■ Task to complete ■
From the line with "Could you tag the cargo" to the final line of the records, reproduce every line exactly and only those lines.

Coordinate labeling data
+ + + +

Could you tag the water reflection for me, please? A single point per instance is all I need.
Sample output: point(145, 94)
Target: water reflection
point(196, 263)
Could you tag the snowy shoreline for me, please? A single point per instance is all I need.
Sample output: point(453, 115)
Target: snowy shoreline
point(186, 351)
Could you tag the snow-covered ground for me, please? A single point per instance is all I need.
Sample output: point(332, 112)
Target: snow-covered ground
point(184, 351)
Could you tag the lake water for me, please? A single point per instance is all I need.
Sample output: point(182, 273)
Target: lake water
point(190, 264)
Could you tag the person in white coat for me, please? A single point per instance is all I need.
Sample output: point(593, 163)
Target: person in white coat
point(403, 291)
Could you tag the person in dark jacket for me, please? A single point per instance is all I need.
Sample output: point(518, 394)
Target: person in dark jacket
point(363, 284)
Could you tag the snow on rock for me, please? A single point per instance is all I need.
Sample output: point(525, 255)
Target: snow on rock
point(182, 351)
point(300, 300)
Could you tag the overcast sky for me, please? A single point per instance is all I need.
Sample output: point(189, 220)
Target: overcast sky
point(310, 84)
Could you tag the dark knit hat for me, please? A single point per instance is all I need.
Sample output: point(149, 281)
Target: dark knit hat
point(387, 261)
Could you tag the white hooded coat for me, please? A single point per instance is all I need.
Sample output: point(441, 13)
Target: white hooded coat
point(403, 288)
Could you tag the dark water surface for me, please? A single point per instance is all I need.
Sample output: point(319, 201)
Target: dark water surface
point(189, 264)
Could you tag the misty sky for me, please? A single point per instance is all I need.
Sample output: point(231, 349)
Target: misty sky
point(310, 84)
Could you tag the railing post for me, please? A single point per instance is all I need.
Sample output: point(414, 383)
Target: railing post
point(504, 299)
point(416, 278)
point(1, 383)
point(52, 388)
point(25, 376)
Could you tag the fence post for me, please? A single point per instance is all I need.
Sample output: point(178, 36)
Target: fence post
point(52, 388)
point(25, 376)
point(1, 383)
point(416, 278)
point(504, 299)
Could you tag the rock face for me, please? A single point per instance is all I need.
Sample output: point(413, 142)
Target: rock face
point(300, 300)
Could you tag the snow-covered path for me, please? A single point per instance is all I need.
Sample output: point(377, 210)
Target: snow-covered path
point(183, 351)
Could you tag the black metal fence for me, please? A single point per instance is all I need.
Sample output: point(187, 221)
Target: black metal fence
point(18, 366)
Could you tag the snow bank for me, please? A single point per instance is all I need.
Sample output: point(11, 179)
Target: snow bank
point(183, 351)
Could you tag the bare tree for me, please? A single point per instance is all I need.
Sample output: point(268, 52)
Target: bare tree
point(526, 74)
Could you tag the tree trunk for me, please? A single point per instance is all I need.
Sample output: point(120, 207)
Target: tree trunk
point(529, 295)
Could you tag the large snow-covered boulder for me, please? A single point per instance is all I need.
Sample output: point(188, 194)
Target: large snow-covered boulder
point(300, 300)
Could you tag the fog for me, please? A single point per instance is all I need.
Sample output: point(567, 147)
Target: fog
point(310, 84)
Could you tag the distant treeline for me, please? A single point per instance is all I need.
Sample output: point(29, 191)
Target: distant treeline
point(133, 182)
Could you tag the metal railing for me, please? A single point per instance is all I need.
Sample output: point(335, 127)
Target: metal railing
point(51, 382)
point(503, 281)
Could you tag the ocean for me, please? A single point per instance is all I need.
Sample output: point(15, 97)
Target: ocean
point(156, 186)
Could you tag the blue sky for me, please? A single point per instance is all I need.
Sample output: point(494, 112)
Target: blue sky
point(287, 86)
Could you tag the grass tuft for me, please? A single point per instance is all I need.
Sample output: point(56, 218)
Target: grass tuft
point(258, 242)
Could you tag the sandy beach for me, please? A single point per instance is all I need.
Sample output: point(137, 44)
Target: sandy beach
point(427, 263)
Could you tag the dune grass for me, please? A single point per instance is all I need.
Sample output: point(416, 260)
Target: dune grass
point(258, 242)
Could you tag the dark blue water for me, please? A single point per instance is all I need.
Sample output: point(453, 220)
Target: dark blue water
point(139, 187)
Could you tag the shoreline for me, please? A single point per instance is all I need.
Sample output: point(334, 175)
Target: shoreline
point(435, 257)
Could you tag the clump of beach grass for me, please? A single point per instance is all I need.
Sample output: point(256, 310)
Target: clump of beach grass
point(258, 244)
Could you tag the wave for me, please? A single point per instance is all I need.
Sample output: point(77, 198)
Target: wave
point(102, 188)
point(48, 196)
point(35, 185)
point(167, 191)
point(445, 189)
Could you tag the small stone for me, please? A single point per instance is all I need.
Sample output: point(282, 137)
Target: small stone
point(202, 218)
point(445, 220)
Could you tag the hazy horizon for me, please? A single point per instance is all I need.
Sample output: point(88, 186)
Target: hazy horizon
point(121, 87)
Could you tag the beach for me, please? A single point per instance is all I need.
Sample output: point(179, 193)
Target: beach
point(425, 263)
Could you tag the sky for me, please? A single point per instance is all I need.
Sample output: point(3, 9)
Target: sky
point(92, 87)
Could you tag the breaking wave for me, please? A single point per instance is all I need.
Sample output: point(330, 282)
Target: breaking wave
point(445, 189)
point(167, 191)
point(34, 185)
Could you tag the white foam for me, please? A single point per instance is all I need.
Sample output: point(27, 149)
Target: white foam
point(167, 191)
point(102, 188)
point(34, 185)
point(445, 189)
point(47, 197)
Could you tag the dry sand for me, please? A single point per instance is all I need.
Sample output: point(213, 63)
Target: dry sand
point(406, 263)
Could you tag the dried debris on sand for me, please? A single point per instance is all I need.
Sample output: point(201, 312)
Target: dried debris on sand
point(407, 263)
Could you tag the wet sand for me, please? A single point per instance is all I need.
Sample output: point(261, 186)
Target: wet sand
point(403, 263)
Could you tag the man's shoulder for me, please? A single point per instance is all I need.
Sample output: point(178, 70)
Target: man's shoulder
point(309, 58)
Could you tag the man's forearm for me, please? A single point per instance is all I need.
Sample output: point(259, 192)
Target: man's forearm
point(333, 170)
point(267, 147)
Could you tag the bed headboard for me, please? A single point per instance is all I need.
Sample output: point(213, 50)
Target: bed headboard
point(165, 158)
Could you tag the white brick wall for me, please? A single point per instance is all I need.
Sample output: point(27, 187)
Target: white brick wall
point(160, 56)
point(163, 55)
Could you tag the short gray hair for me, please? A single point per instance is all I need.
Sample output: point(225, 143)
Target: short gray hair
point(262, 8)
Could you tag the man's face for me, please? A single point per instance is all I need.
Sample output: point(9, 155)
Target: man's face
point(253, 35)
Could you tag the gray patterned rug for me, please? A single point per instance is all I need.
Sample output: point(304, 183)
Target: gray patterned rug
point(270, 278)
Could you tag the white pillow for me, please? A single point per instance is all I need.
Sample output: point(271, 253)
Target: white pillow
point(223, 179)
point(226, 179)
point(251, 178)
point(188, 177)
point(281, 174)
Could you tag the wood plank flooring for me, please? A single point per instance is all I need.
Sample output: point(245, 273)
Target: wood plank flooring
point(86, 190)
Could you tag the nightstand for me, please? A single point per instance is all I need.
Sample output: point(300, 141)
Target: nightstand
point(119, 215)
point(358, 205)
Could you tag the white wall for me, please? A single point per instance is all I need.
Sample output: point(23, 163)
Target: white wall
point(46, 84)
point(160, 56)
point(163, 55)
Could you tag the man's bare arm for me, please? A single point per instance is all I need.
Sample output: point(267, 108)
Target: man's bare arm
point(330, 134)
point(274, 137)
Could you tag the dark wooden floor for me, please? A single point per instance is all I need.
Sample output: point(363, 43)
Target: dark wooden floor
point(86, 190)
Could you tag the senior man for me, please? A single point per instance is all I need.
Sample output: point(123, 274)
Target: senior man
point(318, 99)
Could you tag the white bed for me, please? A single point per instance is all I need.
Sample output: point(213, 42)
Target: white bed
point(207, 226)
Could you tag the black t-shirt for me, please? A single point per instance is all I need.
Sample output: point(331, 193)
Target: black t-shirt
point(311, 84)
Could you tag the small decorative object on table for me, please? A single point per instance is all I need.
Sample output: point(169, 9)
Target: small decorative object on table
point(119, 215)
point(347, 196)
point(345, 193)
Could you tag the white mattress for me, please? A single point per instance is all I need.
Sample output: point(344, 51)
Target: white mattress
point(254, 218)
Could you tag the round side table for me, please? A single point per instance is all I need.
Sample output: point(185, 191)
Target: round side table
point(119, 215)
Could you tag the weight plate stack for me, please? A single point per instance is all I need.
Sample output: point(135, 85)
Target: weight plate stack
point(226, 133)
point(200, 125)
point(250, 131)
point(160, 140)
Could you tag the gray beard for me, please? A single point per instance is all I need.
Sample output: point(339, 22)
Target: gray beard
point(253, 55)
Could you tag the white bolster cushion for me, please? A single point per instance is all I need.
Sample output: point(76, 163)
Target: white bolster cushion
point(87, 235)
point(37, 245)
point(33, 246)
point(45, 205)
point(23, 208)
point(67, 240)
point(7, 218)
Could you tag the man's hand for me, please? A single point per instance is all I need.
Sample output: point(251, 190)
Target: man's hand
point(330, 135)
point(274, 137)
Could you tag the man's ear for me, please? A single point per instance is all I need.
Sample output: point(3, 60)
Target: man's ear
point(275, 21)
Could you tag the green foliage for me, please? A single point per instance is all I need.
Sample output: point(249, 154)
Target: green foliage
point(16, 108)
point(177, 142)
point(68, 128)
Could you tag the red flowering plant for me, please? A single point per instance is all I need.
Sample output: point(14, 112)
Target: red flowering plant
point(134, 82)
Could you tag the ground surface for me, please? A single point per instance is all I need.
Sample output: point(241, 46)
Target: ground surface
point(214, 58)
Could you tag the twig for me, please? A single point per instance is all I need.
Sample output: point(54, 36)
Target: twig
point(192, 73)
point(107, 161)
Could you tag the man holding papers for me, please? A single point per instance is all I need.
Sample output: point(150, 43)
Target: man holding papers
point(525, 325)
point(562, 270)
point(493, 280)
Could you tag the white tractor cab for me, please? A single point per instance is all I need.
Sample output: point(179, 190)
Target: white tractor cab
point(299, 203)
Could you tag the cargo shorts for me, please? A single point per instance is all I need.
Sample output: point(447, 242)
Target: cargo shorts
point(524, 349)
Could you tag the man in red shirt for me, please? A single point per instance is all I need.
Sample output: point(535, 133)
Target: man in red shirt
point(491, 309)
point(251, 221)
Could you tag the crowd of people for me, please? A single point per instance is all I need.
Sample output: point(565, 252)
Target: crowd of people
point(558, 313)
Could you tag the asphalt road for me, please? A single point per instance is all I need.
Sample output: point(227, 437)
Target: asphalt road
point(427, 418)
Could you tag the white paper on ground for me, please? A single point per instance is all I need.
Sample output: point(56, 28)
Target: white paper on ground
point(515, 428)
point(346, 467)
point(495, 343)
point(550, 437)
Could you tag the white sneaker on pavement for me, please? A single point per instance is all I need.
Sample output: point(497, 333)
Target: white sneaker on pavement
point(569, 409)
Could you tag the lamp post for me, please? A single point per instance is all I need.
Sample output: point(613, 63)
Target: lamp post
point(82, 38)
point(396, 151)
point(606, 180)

+ + + +

■ Solution to this task ■
Could you tag the cargo shorts for me, please? A single point per instance is all I need.
Sample output: point(447, 242)
Target: cargo shorts
point(524, 349)
Could you tag the man in red shirt for me, please? A single point per instance is all I need.
Sample output: point(535, 133)
Target: man in red shirt
point(491, 309)
point(251, 221)
Could you tag the crowd of people for me, please? A single point per instance is all I need.
Sample output: point(565, 252)
Target: crowd of people
point(558, 313)
Could you tag the asphalt road for me, please? A single point per instance is all I need.
Sample output: point(227, 437)
Target: asphalt road
point(427, 418)
Could you tag the white paper on ground for me, please? A single point per instance is all I need.
Sample output: point(56, 28)
Target: white paper on ground
point(515, 428)
point(346, 467)
point(495, 343)
point(550, 437)
Could you tag the white sneaker on pavement for me, please? A single point per instance is all I need.
Sample output: point(497, 333)
Target: white sneaker on pavement
point(569, 409)
Could you tag the lamp post for me, please? A single point per instance is all I need.
Sample output: point(613, 63)
Target: lamp post
point(82, 38)
point(396, 151)
point(606, 180)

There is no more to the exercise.